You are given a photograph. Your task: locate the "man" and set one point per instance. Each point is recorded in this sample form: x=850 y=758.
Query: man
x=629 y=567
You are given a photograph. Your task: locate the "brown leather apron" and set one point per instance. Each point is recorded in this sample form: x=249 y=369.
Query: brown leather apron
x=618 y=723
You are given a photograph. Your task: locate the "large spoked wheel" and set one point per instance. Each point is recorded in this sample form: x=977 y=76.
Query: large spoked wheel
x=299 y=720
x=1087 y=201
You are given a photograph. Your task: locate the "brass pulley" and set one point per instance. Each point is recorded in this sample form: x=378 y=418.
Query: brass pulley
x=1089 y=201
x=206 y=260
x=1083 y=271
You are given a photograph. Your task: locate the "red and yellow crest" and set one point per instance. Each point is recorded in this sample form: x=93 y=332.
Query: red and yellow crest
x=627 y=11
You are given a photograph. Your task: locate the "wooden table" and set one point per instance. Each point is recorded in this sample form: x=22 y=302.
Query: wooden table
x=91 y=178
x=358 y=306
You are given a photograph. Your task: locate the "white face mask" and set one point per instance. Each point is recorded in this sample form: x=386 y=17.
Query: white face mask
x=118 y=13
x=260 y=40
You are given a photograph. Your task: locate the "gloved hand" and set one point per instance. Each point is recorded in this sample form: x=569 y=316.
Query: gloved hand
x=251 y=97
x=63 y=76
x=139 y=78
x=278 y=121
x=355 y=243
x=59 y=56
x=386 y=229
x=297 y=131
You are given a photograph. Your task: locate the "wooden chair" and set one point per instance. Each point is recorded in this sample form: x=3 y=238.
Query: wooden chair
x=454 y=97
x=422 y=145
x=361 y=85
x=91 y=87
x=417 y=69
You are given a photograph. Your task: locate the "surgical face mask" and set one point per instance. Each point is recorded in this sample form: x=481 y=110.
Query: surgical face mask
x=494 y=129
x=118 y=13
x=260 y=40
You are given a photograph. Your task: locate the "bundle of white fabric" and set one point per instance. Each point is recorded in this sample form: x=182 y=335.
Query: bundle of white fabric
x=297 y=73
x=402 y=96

________

Required work
Please give every line from the start of the items up to and including the line with "x=1083 y=271" as a Markdown table with the columns Row and Line, numbering each row and leaving out blank lines.

Written solution
| Row | Line |
|---|---|
| 1 | You are given a photograph. Your task: locate the "man" and set one point per instance. Each point is recorded in this sample form: x=850 y=758. |
| 2 | Query: man |
| 3 | x=629 y=567 |
| 4 | You are given a photograph. Your task: locate the "brown leather apron" and set one point per instance. Each point is recorded in this sample form: x=249 y=369. |
| 5 | Query: brown leather apron |
| 6 | x=618 y=723 |
| 7 | You are given a photograph. Your task: locate the "large spoked wheel" and set one point per instance. Each point is recorded in this sample form: x=977 y=76. |
| 8 | Query: large spoked wheel |
| 9 | x=299 y=720 |
| 10 | x=1087 y=201 |
| 11 | You are given a photograph. Your task: locate the "brass pulley" and set one point per instance. Each point is recorded in this sample form: x=378 y=418. |
| 12 | Query: brass pulley |
| 13 | x=1089 y=201 |
| 14 | x=206 y=260 |
| 15 | x=1083 y=271 |